• [Given information]:
■ ■ ■

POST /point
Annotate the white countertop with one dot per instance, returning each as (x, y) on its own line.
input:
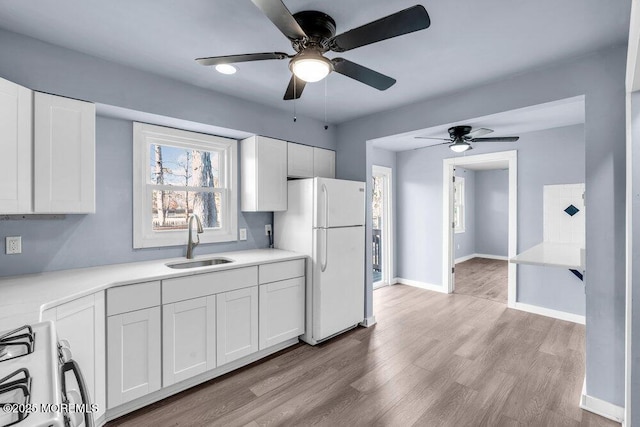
(564, 255)
(22, 298)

■ ■ ■

• [To do]:
Repeat the listing verbatim. Skip the pictures.

• [The result]:
POST /point
Annotate the white countertop with one dot per instance, returning each as (x, y) on its own line.
input:
(564, 255)
(22, 298)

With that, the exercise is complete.